*** Block opens ***

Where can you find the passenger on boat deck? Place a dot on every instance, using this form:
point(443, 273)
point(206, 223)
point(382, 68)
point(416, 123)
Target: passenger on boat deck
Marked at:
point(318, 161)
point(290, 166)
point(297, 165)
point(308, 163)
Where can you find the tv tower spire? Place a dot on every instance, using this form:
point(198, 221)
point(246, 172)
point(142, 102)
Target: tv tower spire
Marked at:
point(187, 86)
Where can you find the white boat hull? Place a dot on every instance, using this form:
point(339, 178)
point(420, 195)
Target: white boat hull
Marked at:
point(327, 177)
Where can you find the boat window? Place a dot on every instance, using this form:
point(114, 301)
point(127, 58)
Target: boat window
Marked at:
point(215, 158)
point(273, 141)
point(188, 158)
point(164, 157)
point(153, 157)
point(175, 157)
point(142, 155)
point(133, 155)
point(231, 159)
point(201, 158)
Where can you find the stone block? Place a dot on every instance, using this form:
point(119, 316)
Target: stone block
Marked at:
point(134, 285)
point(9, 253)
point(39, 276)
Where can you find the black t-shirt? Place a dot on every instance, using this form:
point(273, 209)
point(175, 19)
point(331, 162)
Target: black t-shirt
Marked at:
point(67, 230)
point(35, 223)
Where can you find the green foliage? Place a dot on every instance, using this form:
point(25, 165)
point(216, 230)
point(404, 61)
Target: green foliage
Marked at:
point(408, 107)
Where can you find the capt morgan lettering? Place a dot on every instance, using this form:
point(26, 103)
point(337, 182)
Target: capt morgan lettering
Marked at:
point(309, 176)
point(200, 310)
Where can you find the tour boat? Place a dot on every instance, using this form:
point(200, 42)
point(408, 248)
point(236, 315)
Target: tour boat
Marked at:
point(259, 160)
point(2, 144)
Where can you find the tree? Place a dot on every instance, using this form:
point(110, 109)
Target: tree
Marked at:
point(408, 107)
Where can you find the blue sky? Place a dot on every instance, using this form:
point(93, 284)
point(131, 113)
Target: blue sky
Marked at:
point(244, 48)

*** Block closes ***

- _ASSIGNMENT_
Retype the records above, but only those lines that fall between the line containing "point(382, 68)" and the line containing "Where can you find the white", with both of those lines included, exactly as written.

- _EXERCISE SOLUTION_
point(382, 68)
point(416, 123)
Target: passenger on boat deck
Marked at:
point(318, 161)
point(290, 166)
point(297, 165)
point(308, 163)
Where can you find the tv tower spire? Place a dot on every instance, using this form:
point(198, 221)
point(246, 172)
point(142, 102)
Target: tv tower spire
Marked at:
point(187, 86)
Where can you find the white boat hull? Place a dot on every instance, using this form:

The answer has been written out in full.